[EXERCISE PROMPT] Because the listing below is to be kept intact, restate all of it word for word.

SOURCE RECORDS: Begin

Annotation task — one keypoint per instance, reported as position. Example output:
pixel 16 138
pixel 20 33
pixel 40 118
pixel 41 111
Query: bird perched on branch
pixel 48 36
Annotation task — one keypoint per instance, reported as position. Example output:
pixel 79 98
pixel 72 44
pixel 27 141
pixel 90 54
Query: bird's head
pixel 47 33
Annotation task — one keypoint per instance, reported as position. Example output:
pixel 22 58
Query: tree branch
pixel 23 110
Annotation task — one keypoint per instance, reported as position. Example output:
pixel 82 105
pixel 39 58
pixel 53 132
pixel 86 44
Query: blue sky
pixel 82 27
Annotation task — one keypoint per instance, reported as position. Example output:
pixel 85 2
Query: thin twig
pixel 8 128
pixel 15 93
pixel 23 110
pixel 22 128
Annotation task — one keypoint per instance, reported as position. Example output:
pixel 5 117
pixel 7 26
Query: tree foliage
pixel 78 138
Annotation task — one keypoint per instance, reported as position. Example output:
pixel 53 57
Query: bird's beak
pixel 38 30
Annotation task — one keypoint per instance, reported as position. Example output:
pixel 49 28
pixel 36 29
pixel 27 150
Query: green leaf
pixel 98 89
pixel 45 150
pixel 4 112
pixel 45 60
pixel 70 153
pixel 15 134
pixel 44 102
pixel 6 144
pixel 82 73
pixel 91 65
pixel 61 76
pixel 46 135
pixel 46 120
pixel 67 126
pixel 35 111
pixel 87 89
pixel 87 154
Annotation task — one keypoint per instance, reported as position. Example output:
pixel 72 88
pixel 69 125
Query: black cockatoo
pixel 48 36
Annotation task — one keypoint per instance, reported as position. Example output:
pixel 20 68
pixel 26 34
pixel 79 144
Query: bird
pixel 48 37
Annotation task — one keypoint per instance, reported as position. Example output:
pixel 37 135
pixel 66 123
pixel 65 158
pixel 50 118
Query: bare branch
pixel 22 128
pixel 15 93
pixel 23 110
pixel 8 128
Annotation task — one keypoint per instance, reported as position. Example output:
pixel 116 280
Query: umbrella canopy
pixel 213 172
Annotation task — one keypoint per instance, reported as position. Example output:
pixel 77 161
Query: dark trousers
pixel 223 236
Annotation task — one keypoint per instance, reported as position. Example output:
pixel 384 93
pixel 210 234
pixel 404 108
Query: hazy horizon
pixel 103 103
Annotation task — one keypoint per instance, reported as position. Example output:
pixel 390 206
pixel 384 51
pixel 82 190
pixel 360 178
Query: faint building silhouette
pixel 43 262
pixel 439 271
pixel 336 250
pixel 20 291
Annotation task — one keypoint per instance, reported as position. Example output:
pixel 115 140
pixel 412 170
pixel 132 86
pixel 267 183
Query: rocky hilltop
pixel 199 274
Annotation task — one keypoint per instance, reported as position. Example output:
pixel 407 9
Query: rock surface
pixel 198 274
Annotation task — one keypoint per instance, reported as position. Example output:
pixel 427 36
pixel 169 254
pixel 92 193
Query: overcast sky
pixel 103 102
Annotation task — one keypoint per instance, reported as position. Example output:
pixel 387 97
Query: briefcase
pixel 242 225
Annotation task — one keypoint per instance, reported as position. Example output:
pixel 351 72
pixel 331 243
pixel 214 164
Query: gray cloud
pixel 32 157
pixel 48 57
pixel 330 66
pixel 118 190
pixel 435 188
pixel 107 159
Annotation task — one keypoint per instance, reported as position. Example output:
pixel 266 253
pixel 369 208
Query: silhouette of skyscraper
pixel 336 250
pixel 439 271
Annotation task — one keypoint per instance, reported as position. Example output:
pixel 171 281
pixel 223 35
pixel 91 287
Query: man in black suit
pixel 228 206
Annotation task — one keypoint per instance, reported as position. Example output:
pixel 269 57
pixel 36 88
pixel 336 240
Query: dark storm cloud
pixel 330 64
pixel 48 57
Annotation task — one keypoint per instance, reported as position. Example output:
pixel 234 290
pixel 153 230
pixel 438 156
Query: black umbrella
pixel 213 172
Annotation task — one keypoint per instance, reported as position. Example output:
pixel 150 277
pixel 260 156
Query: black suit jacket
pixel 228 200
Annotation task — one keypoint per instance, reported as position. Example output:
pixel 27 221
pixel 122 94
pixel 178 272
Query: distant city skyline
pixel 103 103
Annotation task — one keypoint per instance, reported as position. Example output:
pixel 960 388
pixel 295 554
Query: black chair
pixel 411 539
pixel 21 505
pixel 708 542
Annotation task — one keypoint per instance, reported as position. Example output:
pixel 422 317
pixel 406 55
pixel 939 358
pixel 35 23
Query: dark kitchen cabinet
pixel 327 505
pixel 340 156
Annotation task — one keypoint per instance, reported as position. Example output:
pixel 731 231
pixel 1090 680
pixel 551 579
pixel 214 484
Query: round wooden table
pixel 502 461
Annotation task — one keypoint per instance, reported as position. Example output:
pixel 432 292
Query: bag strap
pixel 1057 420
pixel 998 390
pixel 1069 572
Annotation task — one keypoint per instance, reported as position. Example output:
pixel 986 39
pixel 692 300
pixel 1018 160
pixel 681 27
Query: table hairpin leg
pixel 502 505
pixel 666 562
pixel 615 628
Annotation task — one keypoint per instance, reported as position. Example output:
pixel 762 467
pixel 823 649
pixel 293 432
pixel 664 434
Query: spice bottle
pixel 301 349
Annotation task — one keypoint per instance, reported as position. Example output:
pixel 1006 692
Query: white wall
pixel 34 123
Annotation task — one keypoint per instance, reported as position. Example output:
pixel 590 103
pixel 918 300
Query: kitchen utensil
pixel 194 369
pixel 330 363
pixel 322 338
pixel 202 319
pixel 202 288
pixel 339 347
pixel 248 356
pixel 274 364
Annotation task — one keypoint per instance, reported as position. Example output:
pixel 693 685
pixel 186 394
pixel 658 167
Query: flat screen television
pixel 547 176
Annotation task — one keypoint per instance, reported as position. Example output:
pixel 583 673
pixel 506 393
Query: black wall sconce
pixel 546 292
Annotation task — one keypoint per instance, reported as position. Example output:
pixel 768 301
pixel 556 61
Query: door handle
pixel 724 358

SOURCE RECORDS: End

[FINISHED EXERCISE]
Annotation task — one keypoint per instance, reported as position. Example output:
pixel 16 138
pixel 20 33
pixel 40 118
pixel 41 111
Query: bird perched on branch
pixel 48 36
Annotation task — one keypoint per instance, reported as position. Example output:
pixel 79 98
pixel 72 44
pixel 27 141
pixel 90 54
Query: bird's head
pixel 47 33
Annotation task — one keypoint per instance, reported as position. Example output:
pixel 22 58
Query: tree branch
pixel 23 110
Annotation task — one keypoint per instance, reported as position. Example output:
pixel 82 105
pixel 39 58
pixel 53 132
pixel 86 44
Query: blue sky
pixel 82 27
Annotation task — one keypoint per instance, reported as position. Example output:
pixel 85 2
Query: thin twig
pixel 8 128
pixel 15 93
pixel 23 110
pixel 22 128
Annotation task — one keypoint per instance, reported as position. Example output:
pixel 5 117
pixel 7 26
Query: tree foliage
pixel 78 138
Annotation task — one keypoint per instance, reported as position. Example output:
pixel 53 57
Query: bird's beak
pixel 38 30
Annotation task — one keypoint per instance, reported as position. Example output:
pixel 49 28
pixel 36 29
pixel 27 150
Query: green leaf
pixel 98 89
pixel 45 150
pixel 4 112
pixel 45 60
pixel 70 153
pixel 15 134
pixel 44 102
pixel 6 144
pixel 82 73
pixel 91 65
pixel 61 76
pixel 46 135
pixel 46 120
pixel 67 126
pixel 35 111
pixel 87 89
pixel 87 154
Annotation task — one keypoint per instance, reported as position. Example output:
pixel 72 88
pixel 69 125
Query: black cockatoo
pixel 48 36
Annotation task — one keypoint per instance, reported as position. Example output:
pixel 20 68
pixel 26 34
pixel 79 144
Query: bird
pixel 48 37
Annotation task — one keypoint per instance, reported as position. Example output:
pixel 37 135
pixel 66 123
pixel 65 158
pixel 50 118
Query: bare branch
pixel 22 128
pixel 15 93
pixel 23 110
pixel 8 128
Annotation task — one keypoint per instance, reported as position. Example output:
pixel 116 280
Query: umbrella canopy
pixel 213 172
Annotation task — one keypoint per instance, reported as position. Example output:
pixel 77 161
Query: dark trousers
pixel 223 236
Annotation task — one keypoint per instance, reported as position. Example output:
pixel 384 93
pixel 210 234
pixel 404 108
Query: hazy horizon
pixel 103 103
Annotation task — one keypoint per instance, reported as position. Example output:
pixel 390 206
pixel 384 51
pixel 82 190
pixel 360 178
Query: faint building silhouette
pixel 43 262
pixel 439 271
pixel 336 250
pixel 20 291
Annotation task — one keypoint per instance, reported as position. Example output:
pixel 115 140
pixel 412 170
pixel 132 86
pixel 267 183
Query: rocky hilltop
pixel 199 274
Annotation task — one keypoint per instance, reported as position. Example output:
pixel 407 9
Query: rock surface
pixel 198 274
Annotation task — one keypoint per instance, reported as position. Example output:
pixel 427 36
pixel 169 254
pixel 92 193
Query: overcast sky
pixel 103 102
Annotation task — one keypoint per instance, reported as position. Example output:
pixel 387 97
Query: briefcase
pixel 242 225
Annotation task — one keypoint per instance, reported as position. Example output:
pixel 351 72
pixel 331 243
pixel 214 164
Query: gray cloud
pixel 32 157
pixel 48 57
pixel 330 66
pixel 118 190
pixel 435 188
pixel 107 159
Annotation task — one keypoint per instance, reported as position. Example output:
pixel 266 253
pixel 369 208
Query: silhouette of skyscraper
pixel 336 250
pixel 439 271
Annotation task — one keypoint per instance, reported as position. Example output:
pixel 171 281
pixel 223 35
pixel 91 287
Query: man in black suit
pixel 228 206
Annotation task — one keypoint per instance, reported as position. Example output:
pixel 269 57
pixel 36 88
pixel 336 240
Query: dark storm cloud
pixel 330 64
pixel 48 57
Annotation task — one keypoint per instance, reported as position. Example output:
pixel 234 290
pixel 153 230
pixel 438 156
Query: black umbrella
pixel 213 172
Annotation task — one keypoint per instance, reported as position. Example output:
pixel 150 277
pixel 260 156
Query: black suit jacket
pixel 228 200
Annotation task — one keypoint per instance, reported as position. Example output:
pixel 27 221
pixel 122 94
pixel 178 272
Query: distant city skyline
pixel 103 103
Annotation task — one keypoint per instance, reported as position. Example output:
pixel 960 388
pixel 295 554
Query: black chair
pixel 411 539
pixel 21 505
pixel 708 542
Annotation task — one keypoint per instance, reported as position. Example output:
pixel 422 317
pixel 406 55
pixel 939 358
pixel 35 23
Query: dark kitchen cabinet
pixel 327 505
pixel 340 156
Annotation task — one keypoint per instance, reported as position. Example output:
pixel 731 231
pixel 1090 680
pixel 551 579
pixel 214 484
Query: round wooden table
pixel 502 461
Annotation task — one keypoint per instance, reported as position. Example output:
pixel 432 292
Query: bag strap
pixel 1057 420
pixel 998 390
pixel 1069 572
Annotation task — one keypoint per instance, reported as position. Example output:
pixel 986 39
pixel 692 300
pixel 1018 160
pixel 681 27
Query: table hairpin leg
pixel 502 505
pixel 666 562
pixel 615 628
Annotation task — one keypoint per instance, reported as position. Example output:
pixel 762 467
pixel 823 649
pixel 293 432
pixel 664 434
Query: spice bottle
pixel 301 349
Annotation task — one keypoint per instance, reported as position. Example output:
pixel 1006 692
Query: white wall
pixel 34 123
Annotation task — one keypoint per instance, reported as position. Example output:
pixel 590 103
pixel 918 300
Query: kitchen utensil
pixel 194 369
pixel 330 363
pixel 322 338
pixel 202 319
pixel 202 288
pixel 339 347
pixel 248 356
pixel 274 364
Annotation task — one keypoint per instance, reported as position. Example output:
pixel 693 685
pixel 186 394
pixel 658 167
Query: flat screen television
pixel 547 176
Annotation task — one keypoint per instance, reported as position. Example output:
pixel 583 673
pixel 506 393
Query: black wall sconce
pixel 546 292
Annotation task — one keypoint per instance, reported as position. Example output:
pixel 768 301
pixel 556 61
Query: door handle
pixel 724 358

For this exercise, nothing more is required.